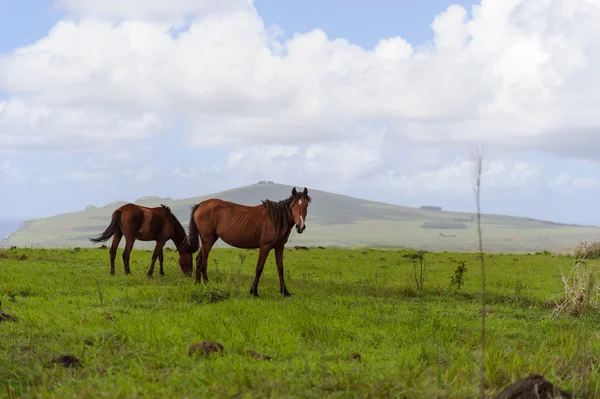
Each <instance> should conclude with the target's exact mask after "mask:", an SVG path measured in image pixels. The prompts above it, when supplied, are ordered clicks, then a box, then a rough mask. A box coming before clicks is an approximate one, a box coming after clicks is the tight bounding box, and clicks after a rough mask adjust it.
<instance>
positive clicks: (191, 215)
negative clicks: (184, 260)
mask: <svg viewBox="0 0 600 399" xmlns="http://www.w3.org/2000/svg"><path fill="white" fill-rule="evenodd" d="M199 206H200V204H196V205H194V207H193V208H192V212H191V213H190V224H189V225H188V245H189V246H190V249H191V250H192V252H196V251H197V250H198V248H200V239H199V237H198V226H196V221H195V220H194V213H196V209H198V207H199Z"/></svg>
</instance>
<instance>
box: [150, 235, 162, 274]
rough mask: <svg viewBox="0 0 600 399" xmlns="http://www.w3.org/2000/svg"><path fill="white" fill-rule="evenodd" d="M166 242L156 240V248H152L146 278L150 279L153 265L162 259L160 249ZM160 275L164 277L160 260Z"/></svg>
mask: <svg viewBox="0 0 600 399" xmlns="http://www.w3.org/2000/svg"><path fill="white" fill-rule="evenodd" d="M165 243H166V241H164V240H157V241H156V246H155V247H154V252H152V262H151V263H150V268H149V269H148V277H150V278H152V275H153V274H154V264H155V263H156V259H157V258H159V257H162V256H161V255H162V249H163V247H164V246H165ZM160 274H162V275H163V276H164V274H165V272H164V270H163V266H162V260H160Z"/></svg>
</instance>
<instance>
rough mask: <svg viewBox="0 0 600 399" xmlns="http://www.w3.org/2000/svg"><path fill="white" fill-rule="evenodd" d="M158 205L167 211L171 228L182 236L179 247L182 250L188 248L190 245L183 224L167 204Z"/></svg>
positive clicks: (177, 234) (190, 247)
mask: <svg viewBox="0 0 600 399" xmlns="http://www.w3.org/2000/svg"><path fill="white" fill-rule="evenodd" d="M160 206H161V207H162V208H163V209H165V210H166V211H167V213H168V215H169V218H170V219H171V223H172V224H173V228H174V229H175V232H176V233H177V235H179V236H180V237H183V241H182V242H181V249H182V250H184V251H188V250H190V249H191V247H190V245H189V243H188V239H187V234H186V232H185V229H184V228H183V225H182V224H181V222H180V221H179V219H177V217H176V216H175V214H173V212H172V211H171V208H169V207H168V206H166V205H164V204H160Z"/></svg>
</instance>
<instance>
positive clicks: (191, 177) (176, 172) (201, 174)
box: [173, 165, 221, 179]
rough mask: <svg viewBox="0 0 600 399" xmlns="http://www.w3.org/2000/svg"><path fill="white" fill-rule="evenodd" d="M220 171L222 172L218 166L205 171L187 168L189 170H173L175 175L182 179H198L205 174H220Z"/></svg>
mask: <svg viewBox="0 0 600 399" xmlns="http://www.w3.org/2000/svg"><path fill="white" fill-rule="evenodd" d="M220 171H221V168H220V167H219V166H218V165H213V166H211V167H210V168H205V169H201V170H199V169H198V168H187V169H182V168H175V169H173V174H174V175H175V176H178V177H180V178H182V179H196V178H198V177H200V176H201V175H203V174H205V173H213V172H214V173H216V172H220Z"/></svg>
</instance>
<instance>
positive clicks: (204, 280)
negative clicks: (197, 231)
mask: <svg viewBox="0 0 600 399" xmlns="http://www.w3.org/2000/svg"><path fill="white" fill-rule="evenodd" d="M200 238H201V241H202V247H201V249H200V252H198V255H197V256H196V283H200V280H201V278H202V279H204V283H205V284H206V283H208V275H207V274H206V269H208V254H209V253H210V250H211V249H212V247H213V245H215V242H217V240H218V239H219V236H218V235H216V234H214V233H212V234H209V235H204V236H201V237H200Z"/></svg>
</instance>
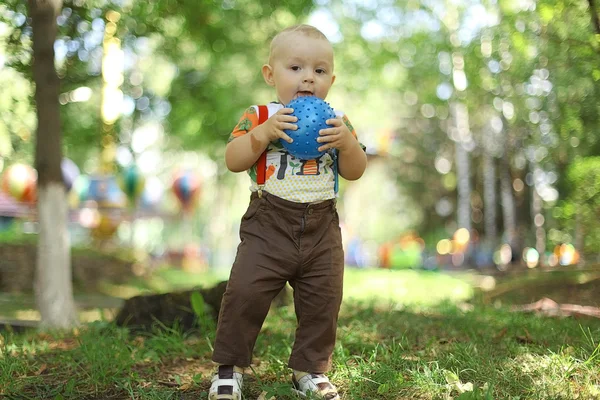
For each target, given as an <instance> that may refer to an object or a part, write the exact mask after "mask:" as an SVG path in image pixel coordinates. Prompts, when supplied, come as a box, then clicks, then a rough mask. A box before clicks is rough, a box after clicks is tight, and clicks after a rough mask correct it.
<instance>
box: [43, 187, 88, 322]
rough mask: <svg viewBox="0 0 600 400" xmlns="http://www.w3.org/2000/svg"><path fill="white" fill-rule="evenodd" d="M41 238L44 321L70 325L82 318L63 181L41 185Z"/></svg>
mask: <svg viewBox="0 0 600 400" xmlns="http://www.w3.org/2000/svg"><path fill="white" fill-rule="evenodd" d="M38 219H39V239H38V257H37V262H36V281H35V294H36V301H37V305H38V308H39V310H40V314H41V318H42V325H43V326H45V327H52V328H69V327H72V326H73V325H76V324H77V322H78V318H77V312H76V309H75V302H74V300H73V285H72V280H71V254H70V243H69V232H68V230H67V219H68V206H67V199H66V194H65V188H64V185H63V184H62V183H59V182H50V183H48V184H47V185H45V186H44V187H40V188H39V189H38Z"/></svg>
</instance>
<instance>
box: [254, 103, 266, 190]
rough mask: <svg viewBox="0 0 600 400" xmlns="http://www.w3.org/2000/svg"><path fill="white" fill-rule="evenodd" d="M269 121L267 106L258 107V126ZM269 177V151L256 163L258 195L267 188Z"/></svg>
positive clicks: (262, 156)
mask: <svg viewBox="0 0 600 400" xmlns="http://www.w3.org/2000/svg"><path fill="white" fill-rule="evenodd" d="M267 119H269V109H268V108H267V106H258V124H259V125H260V124H262V123H263V122H265V121H266V120H267ZM266 175H267V150H265V151H263V153H262V154H261V155H260V157H259V158H258V161H257V162H256V184H257V185H258V195H259V196H261V195H262V188H263V187H264V186H265V181H266Z"/></svg>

━━━━━━━━━━━━━━━━

#### [Required work]
Would you copy out every line of the data above exactly, minus the pictures?

#### [Solution]
Each <instance> should conclude with the target's exact mask after "mask:", an SVG path measured in image pixels. The prompts above it, when supplied, are ordered clicks, then a box, then a rough mask. A box coming before clicks is an approximate one, a box coming after clicks is the tight bounding box, and clicks after a rough mask adjust it.
<instance>
positive clicks: (191, 215)
negative clicks: (184, 260)
mask: <svg viewBox="0 0 600 399" xmlns="http://www.w3.org/2000/svg"><path fill="white" fill-rule="evenodd" d="M199 206H200V204H196V205H194V207H193V208H192V212H191V213H190V224H189V225H188V245H189V246H190V249H191V250H192V252H196V251H197V250H198V248H200V239H199V237H198V226H196V221H195V220H194V213H196V209H198V207H199Z"/></svg>
</instance>
<instance>
box: [150, 235, 162, 274]
rough mask: <svg viewBox="0 0 600 399" xmlns="http://www.w3.org/2000/svg"><path fill="white" fill-rule="evenodd" d="M166 242L156 240V248H152L146 278L150 279L153 265L162 259L160 249ZM160 275L164 277L160 260Z"/></svg>
mask: <svg viewBox="0 0 600 399" xmlns="http://www.w3.org/2000/svg"><path fill="white" fill-rule="evenodd" d="M165 243H166V241H164V240H157V241H156V246H155V247H154V252H152V262H151V263H150V268H149V269H148V277H150V278H152V275H153V274H154V264H155V263H156V259H157V258H159V257H162V256H161V255H162V249H163V247H164V246H165ZM160 274H162V275H163V276H164V274H165V272H164V270H163V266H162V260H160Z"/></svg>
</instance>
<instance>
rough mask: <svg viewBox="0 0 600 399" xmlns="http://www.w3.org/2000/svg"><path fill="white" fill-rule="evenodd" d="M158 205L167 211L171 228L182 236L179 247L182 250L188 248L190 245L183 224L167 204Z"/></svg>
positive clicks: (177, 234) (190, 247)
mask: <svg viewBox="0 0 600 399" xmlns="http://www.w3.org/2000/svg"><path fill="white" fill-rule="evenodd" d="M160 206H161V207H162V208H163V209H165V210H166V211H167V213H168V215H169V218H170V219H171V223H172V224H173V228H174V229H175V232H176V233H177V235H179V236H180V237H183V241H182V242H181V249H182V250H184V251H188V250H190V249H191V247H190V245H189V243H188V239H187V234H186V232H185V229H184V228H183V225H182V224H181V222H180V221H179V219H177V217H176V216H175V214H173V212H172V211H171V208H169V207H168V206H166V205H164V204H160Z"/></svg>
</instance>
<instance>
positive clicks: (191, 177) (176, 172) (201, 174)
box: [173, 165, 221, 179]
rough mask: <svg viewBox="0 0 600 399" xmlns="http://www.w3.org/2000/svg"><path fill="white" fill-rule="evenodd" d="M220 171L222 172L218 166L205 171L187 168L189 170H173L175 175L182 179H198L205 174H220Z"/></svg>
mask: <svg viewBox="0 0 600 399" xmlns="http://www.w3.org/2000/svg"><path fill="white" fill-rule="evenodd" d="M220 171H221V168H220V167H219V166H218V165H213V166H211V167H210V168H205V169H201V170H199V169H198V168H187V169H182V168H175V169H173V174H174V175H175V176H178V177H180V178H182V179H196V178H198V177H200V176H201V175H203V174H205V173H213V172H214V173H216V172H220Z"/></svg>
</instance>
<instance>
positive clicks: (204, 280)
negative clicks: (197, 231)
mask: <svg viewBox="0 0 600 399" xmlns="http://www.w3.org/2000/svg"><path fill="white" fill-rule="evenodd" d="M200 238H201V241H202V247H201V249H200V252H198V255H197V256H196V283H200V280H201V278H202V279H204V283H205V284H206V283H208V275H207V274H206V269H208V254H209V253H210V250H211V249H212V247H213V245H215V242H217V240H218V239H219V236H218V235H216V234H214V233H212V234H209V235H204V236H201V237H200Z"/></svg>
</instance>
For each target, given as an <instance> that may refer to an object or a part, write the exact mask after "mask:" as an SVG path in image pixel coordinates. Prompts, when supplied, come as a box, then clicks, then a rough mask. A box before clicks is rough, a box after clicks is tight, and clicks after a rough mask correct it.
<instance>
box: [43, 187, 88, 322]
rough mask: <svg viewBox="0 0 600 400" xmlns="http://www.w3.org/2000/svg"><path fill="white" fill-rule="evenodd" d="M41 238L44 321L70 325L82 318L63 181L41 185Z"/></svg>
mask: <svg viewBox="0 0 600 400" xmlns="http://www.w3.org/2000/svg"><path fill="white" fill-rule="evenodd" d="M38 219H39V239H38V257H37V262H36V281H35V294H36V301H37V305H38V308H39V310H40V314H41V318H42V325H43V326H45V327H52V328H69V327H72V326H73V325H76V324H77V322H78V318H77V312H76V309H75V302H74V300H73V285H72V280H71V254H70V243H69V232H68V230H67V219H68V206H67V199H66V194H65V188H64V185H63V184H62V183H59V182H50V183H48V184H47V185H45V186H44V187H40V188H39V189H38Z"/></svg>
</instance>
<instance>
box: [254, 103, 266, 190]
rough mask: <svg viewBox="0 0 600 400" xmlns="http://www.w3.org/2000/svg"><path fill="white" fill-rule="evenodd" d="M269 121L267 106L258 107V126ZM269 177V151L256 163L258 195L267 188Z"/></svg>
positive clicks: (262, 156)
mask: <svg viewBox="0 0 600 400" xmlns="http://www.w3.org/2000/svg"><path fill="white" fill-rule="evenodd" d="M267 119H269V109H268V108H267V106H258V124H259V125H260V124H262V123H263V122H265V121H266V120H267ZM266 175H267V150H265V151H263V153H262V154H261V155H260V157H259V158H258V161H257V162H256V184H257V185H258V195H259V196H261V195H262V188H263V187H264V186H265V181H266Z"/></svg>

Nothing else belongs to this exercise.